#### DÉFI 1
Sélectionnez, dans les enregistrements, toutes les lignes contenant le mot « wooden » et recopiez-les. La casse doit être respectée.

#### TEXTE PROPOSÉ
· · · · · · ·

La beauté du geste, le style et une forme d’élégance ne sont pas incompatibles avec l’efficacité. Ce n’est pas parce qu’une technique est belle et spectaculaire qu’elle n’est pas efficace et à contrario, ce n’est pas parce qu’une technique n’est pas belle qu’elle est efficace.

La quête « du beau » est une motivation supplémentaire, une fois atteint, c’est un accomplissement doté d’une belle satisfaction.

C’est le résultat de beaucoup de travail, d’efforts et de rigueur, donc de progrès, c’est une saine motivation qui n’est pas négligeable.

Qui ne s’est pas émerveillé devant un parfait uchi-mata (technique de judo, efficace et magnifique), par exemple, et n’a pas ressenti une intense satisfaction en le réalisant (ou en s’en approchant) ?

L’aspect spectaculaire suscite aussi des vocations. Beaucoup ont été impressionnés  à l’occasion de galas d’arts martiaux par des démonstrations où l’aspect spectaculaire ne contestait en rien l’efficacité des techniques démontrées, encore moins de ceux qui les exécutaient.

Dans les années 1980 et 1990, J’ai eu la chance de participer à de nombreuses soirées d’arts martiaux en compagnie de personnalités, et je défie quiconque  de mettre en doute l’efficacité de Dominique Valéra, d’Angelo Parisi, ou de Christian Tissier, pour ne citer qu’eux et pourtant leurs prestations et leurs techniques étaient spectaculaires, dans trois disciplines différentes.

· · · · · · ·

#### ENREGISTREMENTS DE DONNÉES

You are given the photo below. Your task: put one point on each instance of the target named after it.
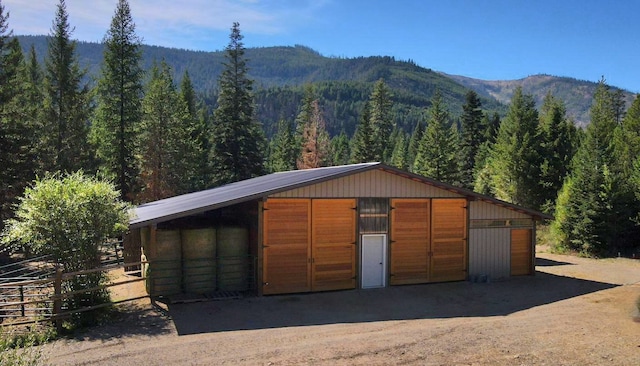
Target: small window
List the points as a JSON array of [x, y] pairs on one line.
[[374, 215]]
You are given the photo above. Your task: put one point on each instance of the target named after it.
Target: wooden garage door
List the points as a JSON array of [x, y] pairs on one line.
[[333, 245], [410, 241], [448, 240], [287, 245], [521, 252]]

· · · · · · ·

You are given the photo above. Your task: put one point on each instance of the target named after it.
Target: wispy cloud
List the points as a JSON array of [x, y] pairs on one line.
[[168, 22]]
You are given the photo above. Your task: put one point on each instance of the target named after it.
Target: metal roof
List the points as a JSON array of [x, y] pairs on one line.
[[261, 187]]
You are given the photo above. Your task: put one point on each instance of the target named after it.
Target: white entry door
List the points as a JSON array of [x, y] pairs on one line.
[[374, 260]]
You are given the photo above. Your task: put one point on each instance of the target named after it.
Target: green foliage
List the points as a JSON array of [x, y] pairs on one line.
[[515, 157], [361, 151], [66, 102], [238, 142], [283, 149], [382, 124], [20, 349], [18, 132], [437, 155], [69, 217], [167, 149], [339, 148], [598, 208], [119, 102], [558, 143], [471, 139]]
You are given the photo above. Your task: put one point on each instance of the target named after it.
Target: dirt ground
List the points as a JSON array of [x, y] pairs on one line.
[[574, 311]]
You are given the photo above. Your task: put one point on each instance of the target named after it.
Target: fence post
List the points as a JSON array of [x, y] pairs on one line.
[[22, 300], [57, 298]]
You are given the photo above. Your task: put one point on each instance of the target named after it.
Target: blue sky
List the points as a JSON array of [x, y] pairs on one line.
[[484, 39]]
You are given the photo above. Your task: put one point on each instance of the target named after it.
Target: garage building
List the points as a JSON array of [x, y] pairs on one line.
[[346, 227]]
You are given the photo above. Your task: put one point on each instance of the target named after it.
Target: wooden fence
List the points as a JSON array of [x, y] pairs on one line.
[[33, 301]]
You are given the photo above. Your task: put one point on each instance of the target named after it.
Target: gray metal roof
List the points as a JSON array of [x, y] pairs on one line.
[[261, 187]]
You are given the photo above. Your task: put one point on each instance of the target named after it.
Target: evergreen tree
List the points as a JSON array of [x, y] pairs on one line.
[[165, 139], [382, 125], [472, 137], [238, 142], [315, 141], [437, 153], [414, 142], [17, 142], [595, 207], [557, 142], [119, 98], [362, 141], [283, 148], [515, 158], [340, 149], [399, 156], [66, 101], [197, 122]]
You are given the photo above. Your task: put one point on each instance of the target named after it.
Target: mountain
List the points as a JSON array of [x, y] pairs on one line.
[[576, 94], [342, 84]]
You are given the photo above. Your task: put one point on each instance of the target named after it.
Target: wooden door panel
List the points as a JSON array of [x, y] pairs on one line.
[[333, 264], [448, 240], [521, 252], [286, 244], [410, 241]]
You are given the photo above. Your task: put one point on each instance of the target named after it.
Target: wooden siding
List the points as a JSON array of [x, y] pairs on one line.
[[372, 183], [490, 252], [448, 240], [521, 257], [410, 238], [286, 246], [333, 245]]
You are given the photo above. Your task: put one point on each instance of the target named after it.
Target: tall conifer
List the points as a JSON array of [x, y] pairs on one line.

· · · · · · ·

#### DÉFI 2
Reproduisez le passage du texte sur la beauté du geste qui s'ouvre sur les mots « Qui ne s’est » et se clôt sur « s’en approchant) ? ».

#### BONNE RÉPONSE 1
Target: wooden garage door
Target: wooden fence
Target: wooden door panel
Target: wooden siding

#### BONNE RÉPONSE 2
Qui ne s’est pas émerveillé devant un parfait uchi-mata (technique de judo, efficace et magnifique), par exemple, et n’a pas ressenti une intense satisfaction en le réalisant (ou en s’en approchant) ?